* START Input for this task *

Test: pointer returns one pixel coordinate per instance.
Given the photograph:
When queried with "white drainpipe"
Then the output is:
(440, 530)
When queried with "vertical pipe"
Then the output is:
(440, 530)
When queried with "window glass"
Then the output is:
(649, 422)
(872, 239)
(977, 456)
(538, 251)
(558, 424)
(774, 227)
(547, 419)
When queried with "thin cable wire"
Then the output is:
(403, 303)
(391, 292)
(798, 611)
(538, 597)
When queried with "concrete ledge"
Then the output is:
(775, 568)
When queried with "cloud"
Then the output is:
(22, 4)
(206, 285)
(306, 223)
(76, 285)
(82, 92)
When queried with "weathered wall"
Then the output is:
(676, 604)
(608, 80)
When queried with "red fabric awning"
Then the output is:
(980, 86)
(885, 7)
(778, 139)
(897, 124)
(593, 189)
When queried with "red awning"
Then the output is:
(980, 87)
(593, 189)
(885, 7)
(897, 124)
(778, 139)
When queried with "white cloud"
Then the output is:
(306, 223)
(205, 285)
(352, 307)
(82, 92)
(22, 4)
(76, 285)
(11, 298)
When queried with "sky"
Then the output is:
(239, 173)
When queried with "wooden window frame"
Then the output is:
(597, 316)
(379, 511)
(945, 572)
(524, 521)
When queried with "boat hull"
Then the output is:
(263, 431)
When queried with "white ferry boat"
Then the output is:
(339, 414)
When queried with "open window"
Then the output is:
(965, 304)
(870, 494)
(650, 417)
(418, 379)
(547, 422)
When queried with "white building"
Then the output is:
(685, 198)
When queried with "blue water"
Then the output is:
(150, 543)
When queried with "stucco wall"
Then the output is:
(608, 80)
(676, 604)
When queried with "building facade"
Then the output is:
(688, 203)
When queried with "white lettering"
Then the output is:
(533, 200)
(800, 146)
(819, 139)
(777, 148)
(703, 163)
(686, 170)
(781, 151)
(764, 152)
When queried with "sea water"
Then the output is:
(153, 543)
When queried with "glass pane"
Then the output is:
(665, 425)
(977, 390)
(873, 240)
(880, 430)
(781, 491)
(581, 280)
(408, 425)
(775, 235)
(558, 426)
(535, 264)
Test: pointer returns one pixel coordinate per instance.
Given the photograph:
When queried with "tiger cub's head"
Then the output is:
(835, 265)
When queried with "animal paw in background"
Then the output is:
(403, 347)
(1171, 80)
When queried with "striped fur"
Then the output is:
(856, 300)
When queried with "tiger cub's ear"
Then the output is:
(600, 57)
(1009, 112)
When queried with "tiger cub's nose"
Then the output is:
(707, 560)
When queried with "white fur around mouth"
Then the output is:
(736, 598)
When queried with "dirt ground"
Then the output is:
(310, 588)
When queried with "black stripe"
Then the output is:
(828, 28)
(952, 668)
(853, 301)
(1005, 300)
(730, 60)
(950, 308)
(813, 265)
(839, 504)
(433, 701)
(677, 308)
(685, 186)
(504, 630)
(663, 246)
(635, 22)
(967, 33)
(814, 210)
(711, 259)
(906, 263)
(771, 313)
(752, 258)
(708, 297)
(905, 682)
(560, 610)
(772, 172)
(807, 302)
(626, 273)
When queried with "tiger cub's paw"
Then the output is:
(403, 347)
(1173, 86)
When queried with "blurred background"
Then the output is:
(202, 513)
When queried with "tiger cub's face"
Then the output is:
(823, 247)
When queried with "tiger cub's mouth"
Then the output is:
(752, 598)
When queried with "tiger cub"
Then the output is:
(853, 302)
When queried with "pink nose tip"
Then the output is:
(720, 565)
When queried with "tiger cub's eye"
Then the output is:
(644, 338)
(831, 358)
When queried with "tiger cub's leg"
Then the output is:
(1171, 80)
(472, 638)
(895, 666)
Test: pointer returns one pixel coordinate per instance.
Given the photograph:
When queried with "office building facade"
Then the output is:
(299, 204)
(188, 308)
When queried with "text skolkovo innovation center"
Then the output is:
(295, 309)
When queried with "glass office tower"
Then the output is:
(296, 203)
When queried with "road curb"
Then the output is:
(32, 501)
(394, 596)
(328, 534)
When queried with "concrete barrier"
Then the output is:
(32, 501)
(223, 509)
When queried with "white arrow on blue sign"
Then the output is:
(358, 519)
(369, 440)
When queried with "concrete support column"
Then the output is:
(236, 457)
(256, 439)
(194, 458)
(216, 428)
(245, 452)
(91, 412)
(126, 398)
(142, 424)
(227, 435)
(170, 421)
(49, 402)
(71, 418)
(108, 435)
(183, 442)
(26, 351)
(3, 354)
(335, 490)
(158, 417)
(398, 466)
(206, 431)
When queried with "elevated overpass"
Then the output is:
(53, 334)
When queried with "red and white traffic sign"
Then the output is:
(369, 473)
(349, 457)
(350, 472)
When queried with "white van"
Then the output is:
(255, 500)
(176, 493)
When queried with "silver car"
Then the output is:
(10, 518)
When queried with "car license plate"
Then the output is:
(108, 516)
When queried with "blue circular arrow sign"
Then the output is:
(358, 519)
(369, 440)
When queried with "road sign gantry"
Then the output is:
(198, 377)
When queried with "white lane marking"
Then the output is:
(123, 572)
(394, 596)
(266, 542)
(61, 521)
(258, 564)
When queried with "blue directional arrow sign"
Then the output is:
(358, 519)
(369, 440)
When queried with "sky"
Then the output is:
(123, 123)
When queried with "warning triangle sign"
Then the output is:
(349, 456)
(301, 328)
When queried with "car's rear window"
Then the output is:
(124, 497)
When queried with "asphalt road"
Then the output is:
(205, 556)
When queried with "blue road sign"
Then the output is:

* END Input for this task *

Repeat the material above exactly.

Solution
Test: pointer returns one pixel coordinate per instance.
Given the photograph:
When queried with "white drainpipe"
Then the output is:
(440, 530)
When queried with "vertical pipe"
Then the output is:
(440, 530)
When queried with "window glass"
Then the output is:
(649, 422)
(872, 239)
(977, 456)
(538, 251)
(558, 424)
(774, 227)
(547, 419)
When queried with "thin cable wire"
Then the output is:
(403, 303)
(391, 292)
(798, 611)
(538, 597)
When queried with "concrete ledge"
Then the output is:
(775, 568)
When queried with "cloud"
Then the output is:
(22, 4)
(206, 285)
(306, 223)
(76, 285)
(82, 92)
When queried with "weathered wall"
Then the output is:
(676, 604)
(608, 80)
When queried with "red fabric awning"
Then the output is:
(980, 86)
(885, 7)
(778, 139)
(897, 124)
(593, 189)
When queried with "red awning"
Then the output is:
(980, 87)
(593, 189)
(885, 7)
(897, 124)
(778, 139)
When queried with "white cloud"
Then the output is:
(306, 223)
(205, 285)
(352, 307)
(82, 92)
(22, 4)
(76, 285)
(11, 298)
When queried with "sky"
Then the output is:
(239, 173)
When queried with "wooden window frame"
Then the output is:
(597, 316)
(379, 511)
(945, 572)
(524, 521)
When queried with "boat hull"
Then the output is:
(263, 431)
When queried with "white ferry boat"
Then the output is:
(339, 414)
When queried with "open window"
Then the output is:
(965, 304)
(870, 494)
(650, 417)
(418, 379)
(547, 422)
When queried with "white building"
Then the output is:
(685, 198)
When queried with "blue water"
Then the output is:
(150, 543)
When queried with "stucco wall"
Then the output is:
(608, 80)
(676, 604)
When queried with "building facade"
Then the output is:
(688, 203)
When queried with "white lettering"
Then the output is:
(533, 200)
(800, 146)
(819, 139)
(777, 148)
(703, 163)
(686, 170)
(781, 151)
(764, 152)
When queried with "sea water"
Then the output is:
(153, 543)
When queried with "glass pane"
Then the output is:
(665, 425)
(977, 390)
(873, 240)
(880, 430)
(781, 491)
(581, 280)
(408, 425)
(775, 235)
(558, 426)
(535, 264)
Test: pointer returns one pixel coordinate per instance.
Given the photograph:
When queried with "tiger cub's head"
Then the output is:
(835, 265)
When queried with "animal paw in background"
Then the output is:
(403, 347)
(1171, 80)
When queried with "striped fur"
Then the output is:
(856, 300)
When queried with "tiger cub's ear"
Then the output is:
(600, 57)
(1009, 112)
When queried with "tiger cub's nose"
Then the output is:
(707, 560)
When queried with "white fur around mouth"
Then the output is:
(736, 598)
When queried with "dirt ground"
Then the output is:
(310, 588)
When queried with "black stripe"
Then the output is:
(828, 28)
(952, 668)
(853, 301)
(1005, 300)
(730, 60)
(950, 308)
(813, 265)
(839, 504)
(433, 701)
(677, 308)
(685, 186)
(504, 630)
(663, 246)
(635, 22)
(967, 33)
(814, 210)
(711, 259)
(906, 263)
(771, 313)
(752, 258)
(708, 297)
(905, 682)
(560, 610)
(772, 172)
(807, 302)
(626, 273)
When queried with "tiger cub's paw"
Then the output is:
(403, 347)
(1173, 86)
When queried with "blurred background"
Then the output is:
(202, 513)
When queried with "tiger cub's face"
Then the output is:
(823, 247)
When queried with "tiger cub's mouth"
Then the output is:
(752, 598)
When queried with "tiger cub"
Then the output is:
(853, 302)
When queried with "pink nose tip"
Then the output is:
(720, 565)
When queried with "tiger cub's eye"
Then the output is:
(644, 338)
(831, 358)
When queried with "tiger cub's leg"
Then the output is:
(1171, 80)
(472, 638)
(895, 666)
Test: pointer returns one pixel coordinate per instance.
Given the photograph:
When queried with "office building facade"
Then the output is:
(299, 204)
(188, 308)
When queried with "text skolkovo innovation center"
Then the output is:
(295, 309)
When queried with "glass office tower"
Then the output is:
(296, 203)
When queried with "road curb"
Then the output is:
(32, 501)
(394, 596)
(328, 534)
When queried with "concrete barrier"
Then the output is:
(32, 501)
(223, 509)
When queried with "white arrow on blue sign"
Then the output is:
(358, 519)
(369, 440)
When queried with "concrete support column"
Then the output is:
(236, 457)
(256, 439)
(194, 458)
(216, 428)
(245, 452)
(91, 412)
(126, 398)
(142, 424)
(227, 435)
(170, 421)
(49, 402)
(71, 418)
(108, 435)
(183, 442)
(26, 351)
(3, 354)
(335, 490)
(158, 417)
(398, 466)
(206, 431)
When queried with "elevated overpass"
Then the output is:
(53, 334)
When queried with "red and white traffic sign"
Then the output is:
(369, 473)
(349, 457)
(350, 472)
When queried with "white van"
Then the output is:
(255, 500)
(176, 493)
When queried with "silver car"
Then the output is:
(10, 518)
When queried with "car license plate"
Then the output is:
(108, 516)
When queried with "blue circular arrow sign"
Then the output is:
(358, 519)
(369, 440)
When queried with "road sign gantry"
Then the output is:
(198, 377)
When queried with "white lane marking"
Then the output is:
(123, 572)
(394, 596)
(266, 542)
(61, 521)
(258, 564)
When queried with "blue directional arrow sign"
Then the output is:
(358, 519)
(369, 440)
When queried with "sky"
Then the output is:
(123, 123)
When queried with "warning triangle sign"
Then the output is:
(349, 456)
(301, 328)
When queried with "car's rear window"
Then the output is:
(124, 497)
When queried with "asphalt road"
Then the output is:
(205, 556)
When queried with "blue road sign"
Then the output is:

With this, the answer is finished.